BEGIN Input data

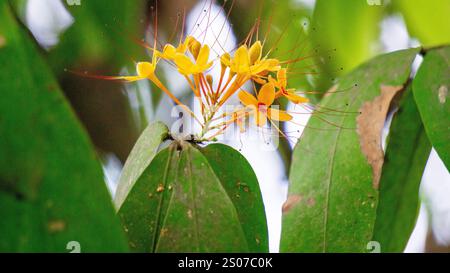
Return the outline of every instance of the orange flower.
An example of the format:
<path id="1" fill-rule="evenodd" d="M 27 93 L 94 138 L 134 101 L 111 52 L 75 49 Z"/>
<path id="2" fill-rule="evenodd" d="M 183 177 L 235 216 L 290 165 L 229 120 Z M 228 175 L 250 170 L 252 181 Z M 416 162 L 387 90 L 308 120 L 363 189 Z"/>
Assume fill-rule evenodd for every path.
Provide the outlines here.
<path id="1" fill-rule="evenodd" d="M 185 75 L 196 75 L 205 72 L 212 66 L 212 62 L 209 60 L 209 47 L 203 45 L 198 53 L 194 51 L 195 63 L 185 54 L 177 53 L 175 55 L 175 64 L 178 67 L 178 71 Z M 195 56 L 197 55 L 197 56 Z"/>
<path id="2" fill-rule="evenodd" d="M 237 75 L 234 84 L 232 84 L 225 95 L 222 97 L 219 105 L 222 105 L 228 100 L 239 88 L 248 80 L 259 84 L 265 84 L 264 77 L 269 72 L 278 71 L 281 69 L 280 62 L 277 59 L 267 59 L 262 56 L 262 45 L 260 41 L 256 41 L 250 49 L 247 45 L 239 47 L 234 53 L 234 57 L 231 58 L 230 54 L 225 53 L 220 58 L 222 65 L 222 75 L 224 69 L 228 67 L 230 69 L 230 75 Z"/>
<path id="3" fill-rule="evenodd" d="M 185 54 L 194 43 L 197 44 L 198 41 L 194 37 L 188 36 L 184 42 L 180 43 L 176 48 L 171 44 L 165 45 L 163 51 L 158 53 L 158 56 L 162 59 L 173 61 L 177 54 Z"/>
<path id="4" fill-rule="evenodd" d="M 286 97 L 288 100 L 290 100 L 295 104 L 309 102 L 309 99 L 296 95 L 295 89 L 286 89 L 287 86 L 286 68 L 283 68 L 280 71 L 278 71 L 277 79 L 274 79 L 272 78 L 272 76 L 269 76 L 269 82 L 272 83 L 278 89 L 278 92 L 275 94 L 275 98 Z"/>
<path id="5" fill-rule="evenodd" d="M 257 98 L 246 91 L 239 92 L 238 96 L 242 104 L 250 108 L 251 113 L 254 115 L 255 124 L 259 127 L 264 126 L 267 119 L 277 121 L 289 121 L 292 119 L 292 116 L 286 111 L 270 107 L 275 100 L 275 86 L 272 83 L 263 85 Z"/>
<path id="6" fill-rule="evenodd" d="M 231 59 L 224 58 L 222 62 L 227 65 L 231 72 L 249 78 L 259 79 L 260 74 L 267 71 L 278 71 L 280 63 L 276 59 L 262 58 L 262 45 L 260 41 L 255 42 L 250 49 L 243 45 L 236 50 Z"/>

END Input data
BEGIN Input data

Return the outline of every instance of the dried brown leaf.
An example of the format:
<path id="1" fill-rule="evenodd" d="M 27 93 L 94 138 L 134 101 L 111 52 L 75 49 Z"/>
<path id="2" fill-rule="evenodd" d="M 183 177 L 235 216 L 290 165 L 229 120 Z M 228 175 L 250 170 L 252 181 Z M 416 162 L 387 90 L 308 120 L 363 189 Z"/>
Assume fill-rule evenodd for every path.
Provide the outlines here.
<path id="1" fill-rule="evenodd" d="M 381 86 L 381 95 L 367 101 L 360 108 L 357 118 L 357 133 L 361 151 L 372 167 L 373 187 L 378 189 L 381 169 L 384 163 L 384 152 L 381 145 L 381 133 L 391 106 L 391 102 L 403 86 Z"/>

END Input data
BEGIN Input data

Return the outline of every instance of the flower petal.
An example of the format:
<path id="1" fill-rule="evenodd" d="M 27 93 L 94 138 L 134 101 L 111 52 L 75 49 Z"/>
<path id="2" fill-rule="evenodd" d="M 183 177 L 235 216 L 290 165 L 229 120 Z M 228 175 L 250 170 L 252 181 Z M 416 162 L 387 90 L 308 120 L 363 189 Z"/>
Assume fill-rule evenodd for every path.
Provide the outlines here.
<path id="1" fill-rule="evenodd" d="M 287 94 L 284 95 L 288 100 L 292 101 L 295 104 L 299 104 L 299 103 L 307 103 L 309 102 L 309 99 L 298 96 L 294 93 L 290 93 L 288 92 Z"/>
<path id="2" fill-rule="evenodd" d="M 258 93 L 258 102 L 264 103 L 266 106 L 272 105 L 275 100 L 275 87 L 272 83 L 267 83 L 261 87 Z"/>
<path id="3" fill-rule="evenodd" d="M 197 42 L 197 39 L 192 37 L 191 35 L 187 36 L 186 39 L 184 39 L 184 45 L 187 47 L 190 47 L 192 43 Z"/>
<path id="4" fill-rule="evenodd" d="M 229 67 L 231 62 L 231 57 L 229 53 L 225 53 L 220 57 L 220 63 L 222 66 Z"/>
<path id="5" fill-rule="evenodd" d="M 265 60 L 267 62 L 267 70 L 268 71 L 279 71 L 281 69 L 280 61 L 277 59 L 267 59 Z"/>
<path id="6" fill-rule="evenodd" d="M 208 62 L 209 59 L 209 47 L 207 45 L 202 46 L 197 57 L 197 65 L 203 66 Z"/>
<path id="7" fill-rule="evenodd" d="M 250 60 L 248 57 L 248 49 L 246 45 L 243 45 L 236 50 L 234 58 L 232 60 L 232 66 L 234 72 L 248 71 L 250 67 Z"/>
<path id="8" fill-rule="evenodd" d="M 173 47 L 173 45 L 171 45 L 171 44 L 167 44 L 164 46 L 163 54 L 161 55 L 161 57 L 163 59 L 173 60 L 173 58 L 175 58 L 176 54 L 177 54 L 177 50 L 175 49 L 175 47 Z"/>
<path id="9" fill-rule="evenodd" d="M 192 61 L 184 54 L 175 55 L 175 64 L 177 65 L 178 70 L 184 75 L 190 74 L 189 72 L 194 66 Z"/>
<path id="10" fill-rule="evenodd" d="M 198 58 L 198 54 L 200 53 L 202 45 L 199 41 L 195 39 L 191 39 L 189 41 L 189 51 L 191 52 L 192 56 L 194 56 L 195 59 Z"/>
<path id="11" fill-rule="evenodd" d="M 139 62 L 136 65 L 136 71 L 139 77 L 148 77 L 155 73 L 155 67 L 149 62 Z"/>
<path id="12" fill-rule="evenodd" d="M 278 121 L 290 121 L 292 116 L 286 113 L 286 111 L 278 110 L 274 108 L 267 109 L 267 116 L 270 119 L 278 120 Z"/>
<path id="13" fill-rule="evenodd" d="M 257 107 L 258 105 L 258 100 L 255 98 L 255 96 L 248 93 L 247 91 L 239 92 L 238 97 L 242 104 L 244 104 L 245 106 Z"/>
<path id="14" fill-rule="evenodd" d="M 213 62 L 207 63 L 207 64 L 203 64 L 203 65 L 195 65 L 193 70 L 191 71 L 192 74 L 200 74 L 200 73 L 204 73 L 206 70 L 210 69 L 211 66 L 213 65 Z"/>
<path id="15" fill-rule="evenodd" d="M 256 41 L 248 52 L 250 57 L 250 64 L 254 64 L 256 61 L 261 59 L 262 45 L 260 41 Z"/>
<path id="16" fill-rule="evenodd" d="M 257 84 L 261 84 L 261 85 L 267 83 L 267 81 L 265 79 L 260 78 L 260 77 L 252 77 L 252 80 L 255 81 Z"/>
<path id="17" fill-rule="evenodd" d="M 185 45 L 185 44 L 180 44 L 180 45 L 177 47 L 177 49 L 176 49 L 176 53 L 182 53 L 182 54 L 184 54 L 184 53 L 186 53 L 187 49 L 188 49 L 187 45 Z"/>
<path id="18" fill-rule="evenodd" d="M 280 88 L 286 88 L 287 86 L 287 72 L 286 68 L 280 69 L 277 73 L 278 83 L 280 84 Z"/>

END Input data

● Brief: For the word "flower", find all matching lines in the entries above and copy them out.

● Reply:
Return the outline of every instance of the orange flower.
Return the outline of every instance of the flower petal.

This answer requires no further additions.